### Reading text
***

Employee Ownership Trusts (EOTs) are a fantastic way to transition ownership, boost employee morale, and secure the future of a company.
Whilst EOTs have been around for several years after first being introduced into law in 2014, the tax advantageous exit option has continued to gain popularity in recent years as many business owners have become aware and find themselves asking themselves “Is an EOT suitable for me?”. Here, we explore some of the areas where EOTs can go wrong and, hopefully, aid you in avoiding these pitfalls.
Suitability, Suitability, Suitability
EOTs are not suitable for all businesses and choosing it as an exit option when it isn’t suitable will almost always lead to failure. Examples of when EOTs may not be suitable as an exit option include:
- Owners that are interested in an immediate exit. The structure of EOTs means that on completion, typically, only a percentage of the consideration is paid to the exiting owners, and this usually reflects the surplus cash and assets on the balance sheet, with the remaining balance being payable over several years (“deferred consideration”). The other factor that restricts an immediate exit of an EOT arrangement is that, in most cases, exiting owners will be required to stay on in the business post-completion to facilitate a sufficient handover to a new or promoted management team. It’s worth noting that this, to a certain extent, is also often the case in a trade sale.
- Due to the deferred consideration payment structure alluded to above, a business with inconsistent or volatile profits and cashflows would also not be suitable for an EOT transaction as it is unlikely to be able to meet the payment requirements reliably. This point is equally relevant when considering the market value of the business in relation to the expected future cashflows of the business. In short, the deferred payment plans must be reasonable and realistic
Valuations: A Delicate Dance
Another area of potential pitfalls of an EOT arrangement focuses on the key concept of determining the value of any business contemplating such a transaction. In order to achieve the lucrative tax treatment that is available to an EOT transaction, a business must be sold for “fair market value”. Determining this fair market value is typically the job of an independent advisor who will prepare a valuation report as well as obtaining HMRC tax clearance in most cases.

***

### Stored records

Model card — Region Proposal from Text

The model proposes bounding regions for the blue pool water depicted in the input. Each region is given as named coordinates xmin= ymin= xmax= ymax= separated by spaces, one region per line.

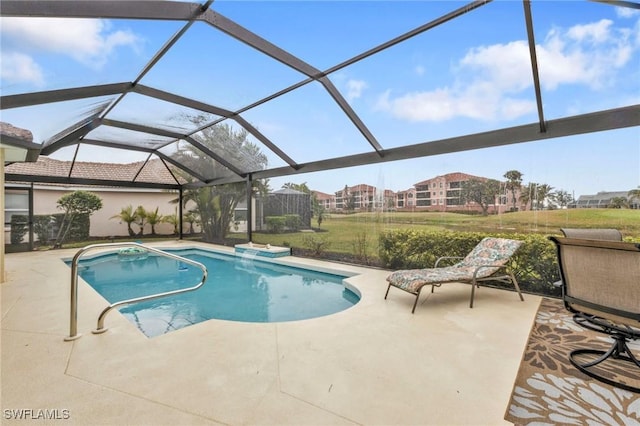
xmin=71 ymin=249 xmax=359 ymax=337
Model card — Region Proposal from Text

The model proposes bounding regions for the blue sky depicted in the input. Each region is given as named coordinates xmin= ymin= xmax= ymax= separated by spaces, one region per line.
xmin=0 ymin=0 xmax=640 ymax=196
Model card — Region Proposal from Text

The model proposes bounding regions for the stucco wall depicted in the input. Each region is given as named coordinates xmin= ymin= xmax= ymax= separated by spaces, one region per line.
xmin=33 ymin=186 xmax=181 ymax=237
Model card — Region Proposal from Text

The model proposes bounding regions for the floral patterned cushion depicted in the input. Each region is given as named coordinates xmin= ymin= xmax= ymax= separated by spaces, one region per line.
xmin=387 ymin=237 xmax=522 ymax=293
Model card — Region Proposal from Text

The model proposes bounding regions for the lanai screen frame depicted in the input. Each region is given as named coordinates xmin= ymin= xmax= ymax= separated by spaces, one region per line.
xmin=0 ymin=0 xmax=640 ymax=230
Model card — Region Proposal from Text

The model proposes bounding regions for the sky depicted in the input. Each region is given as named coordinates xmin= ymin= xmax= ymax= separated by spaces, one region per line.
xmin=0 ymin=0 xmax=640 ymax=197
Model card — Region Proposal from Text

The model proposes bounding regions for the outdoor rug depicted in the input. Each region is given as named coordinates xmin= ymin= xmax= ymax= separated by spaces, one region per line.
xmin=505 ymin=298 xmax=640 ymax=425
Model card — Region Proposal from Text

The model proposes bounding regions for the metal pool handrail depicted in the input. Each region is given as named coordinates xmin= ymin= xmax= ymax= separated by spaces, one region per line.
xmin=64 ymin=242 xmax=208 ymax=341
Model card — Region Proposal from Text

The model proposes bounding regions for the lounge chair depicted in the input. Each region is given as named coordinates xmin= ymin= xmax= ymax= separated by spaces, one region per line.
xmin=550 ymin=237 xmax=640 ymax=392
xmin=384 ymin=237 xmax=524 ymax=313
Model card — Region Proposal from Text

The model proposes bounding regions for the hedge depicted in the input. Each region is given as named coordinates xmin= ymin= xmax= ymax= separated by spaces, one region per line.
xmin=379 ymin=229 xmax=560 ymax=296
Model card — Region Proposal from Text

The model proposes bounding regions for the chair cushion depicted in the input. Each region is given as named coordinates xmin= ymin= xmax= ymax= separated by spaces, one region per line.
xmin=458 ymin=237 xmax=522 ymax=266
xmin=387 ymin=237 xmax=522 ymax=293
xmin=387 ymin=266 xmax=484 ymax=293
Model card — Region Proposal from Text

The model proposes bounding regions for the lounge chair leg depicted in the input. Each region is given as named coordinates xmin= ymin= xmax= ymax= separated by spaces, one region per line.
xmin=411 ymin=287 xmax=422 ymax=313
xmin=509 ymin=272 xmax=524 ymax=302
xmin=469 ymin=279 xmax=478 ymax=308
xmin=384 ymin=283 xmax=391 ymax=300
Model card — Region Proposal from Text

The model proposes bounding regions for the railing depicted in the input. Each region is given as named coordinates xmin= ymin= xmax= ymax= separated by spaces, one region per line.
xmin=64 ymin=242 xmax=208 ymax=341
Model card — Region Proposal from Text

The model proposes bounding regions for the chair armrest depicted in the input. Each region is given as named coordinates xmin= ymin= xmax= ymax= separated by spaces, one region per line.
xmin=433 ymin=256 xmax=464 ymax=268
xmin=473 ymin=264 xmax=509 ymax=279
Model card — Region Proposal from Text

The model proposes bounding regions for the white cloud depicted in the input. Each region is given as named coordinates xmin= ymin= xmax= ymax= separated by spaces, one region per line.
xmin=0 ymin=51 xmax=44 ymax=86
xmin=376 ymin=19 xmax=639 ymax=122
xmin=347 ymin=80 xmax=368 ymax=101
xmin=0 ymin=18 xmax=140 ymax=78
xmin=616 ymin=7 xmax=640 ymax=18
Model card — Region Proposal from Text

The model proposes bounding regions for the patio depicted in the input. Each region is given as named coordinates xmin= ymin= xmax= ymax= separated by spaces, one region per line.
xmin=0 ymin=241 xmax=540 ymax=425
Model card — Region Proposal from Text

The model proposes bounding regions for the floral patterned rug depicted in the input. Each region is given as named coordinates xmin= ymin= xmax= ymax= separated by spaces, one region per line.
xmin=505 ymin=298 xmax=640 ymax=425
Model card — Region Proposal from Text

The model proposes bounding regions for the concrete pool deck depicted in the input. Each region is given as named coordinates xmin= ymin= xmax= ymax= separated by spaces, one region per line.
xmin=0 ymin=241 xmax=540 ymax=425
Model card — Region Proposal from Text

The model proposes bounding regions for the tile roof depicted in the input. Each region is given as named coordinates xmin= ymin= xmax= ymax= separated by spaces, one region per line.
xmin=5 ymin=156 xmax=182 ymax=185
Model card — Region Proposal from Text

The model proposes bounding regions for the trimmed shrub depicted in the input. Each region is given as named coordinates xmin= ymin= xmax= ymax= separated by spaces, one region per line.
xmin=11 ymin=214 xmax=29 ymax=244
xmin=302 ymin=235 xmax=331 ymax=256
xmin=264 ymin=216 xmax=287 ymax=234
xmin=284 ymin=214 xmax=302 ymax=232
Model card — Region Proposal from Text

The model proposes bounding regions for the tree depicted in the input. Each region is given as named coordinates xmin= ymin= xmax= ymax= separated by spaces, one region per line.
xmin=607 ymin=197 xmax=628 ymax=209
xmin=110 ymin=205 xmax=138 ymax=237
xmin=460 ymin=179 xmax=500 ymax=216
xmin=54 ymin=191 xmax=102 ymax=248
xmin=342 ymin=185 xmax=356 ymax=212
xmin=550 ymin=189 xmax=574 ymax=208
xmin=162 ymin=213 xmax=179 ymax=235
xmin=504 ymin=170 xmax=523 ymax=211
xmin=175 ymin=120 xmax=268 ymax=241
xmin=146 ymin=207 xmax=162 ymax=235
xmin=135 ymin=206 xmax=147 ymax=237
xmin=536 ymin=183 xmax=553 ymax=209
xmin=520 ymin=182 xmax=553 ymax=210
xmin=183 ymin=210 xmax=200 ymax=234
xmin=627 ymin=188 xmax=640 ymax=209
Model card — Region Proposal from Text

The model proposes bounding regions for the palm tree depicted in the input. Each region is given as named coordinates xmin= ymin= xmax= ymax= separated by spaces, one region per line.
xmin=183 ymin=210 xmax=200 ymax=234
xmin=136 ymin=206 xmax=147 ymax=237
xmin=109 ymin=205 xmax=138 ymax=237
xmin=147 ymin=207 xmax=162 ymax=235
xmin=162 ymin=214 xmax=178 ymax=235
xmin=627 ymin=188 xmax=640 ymax=209
xmin=607 ymin=197 xmax=628 ymax=209
xmin=504 ymin=170 xmax=523 ymax=211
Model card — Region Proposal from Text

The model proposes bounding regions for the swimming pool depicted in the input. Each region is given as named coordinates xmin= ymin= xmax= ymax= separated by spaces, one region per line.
xmin=71 ymin=248 xmax=360 ymax=337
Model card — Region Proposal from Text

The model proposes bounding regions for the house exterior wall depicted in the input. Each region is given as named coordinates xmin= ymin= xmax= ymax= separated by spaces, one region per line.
xmin=33 ymin=185 xmax=180 ymax=237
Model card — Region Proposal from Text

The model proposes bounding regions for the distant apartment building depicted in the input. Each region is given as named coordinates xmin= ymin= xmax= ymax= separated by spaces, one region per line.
xmin=328 ymin=183 xmax=395 ymax=211
xmin=311 ymin=191 xmax=336 ymax=211
xmin=324 ymin=172 xmax=520 ymax=213
xmin=395 ymin=172 xmax=519 ymax=213
xmin=569 ymin=191 xmax=640 ymax=209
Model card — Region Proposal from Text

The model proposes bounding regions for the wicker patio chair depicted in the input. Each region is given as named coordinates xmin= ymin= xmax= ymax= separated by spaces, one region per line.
xmin=560 ymin=228 xmax=622 ymax=241
xmin=550 ymin=237 xmax=640 ymax=392
xmin=384 ymin=237 xmax=524 ymax=313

***

### Set problem 1
Answer these questions from the text on Employee Ownership Trusts:
(a) In what year were EOTs first introduced into law?
(b) What name does the text give to the remaining balance that is payable over several years?
(c) At what value must a business be sold to get the tax treatment available to an EOT transaction?
### Set problem 2
Reproduce the part of the text on Employee Ownership Trusts that opens with the words "Whilst EOTs have" and closes with "avoiding these pitfalls.".

### Task result 1
(a) 2014
(b) Deferred consideration
(c) Fair market value

### Task result 2
Whilst EOTs have been around for several years after first being introduced into law in 2014, the tax advantageous exit option has continued to gain popularity in recent years as many business owners have become aware and find themselves asking themselves “Is an EOT suitable for me?”. Here, we explore some of the areas where EOTs can go wrong and, hopefully, aid you in avoiding these pitfalls.